Repeat the rows below word for word, leaving out the pictures.
####
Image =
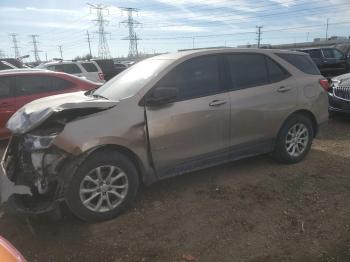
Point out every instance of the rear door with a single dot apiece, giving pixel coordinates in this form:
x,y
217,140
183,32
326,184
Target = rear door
x,y
262,93
193,131
7,103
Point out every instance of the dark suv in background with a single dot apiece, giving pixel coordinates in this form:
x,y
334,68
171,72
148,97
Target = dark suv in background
x,y
330,61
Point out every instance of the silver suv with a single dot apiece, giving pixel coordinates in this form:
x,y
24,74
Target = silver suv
####
RESULT FOR THIS TASK =
Image =
Point out every instance of the rear door with a single dot apiece, giving pixel coordinates in this form:
x,y
217,140
183,32
326,184
Target = rear door
x,y
262,93
193,131
7,103
Point out every instance of the dark suv in background with a single dot apiece, giving pixel coordinates in this form:
x,y
334,68
171,72
148,97
Target = dark suv in background
x,y
330,61
Point out every instance of the silver suv with a single dot apiece, giving pixel coordinates in this form:
x,y
24,74
Target = silver suv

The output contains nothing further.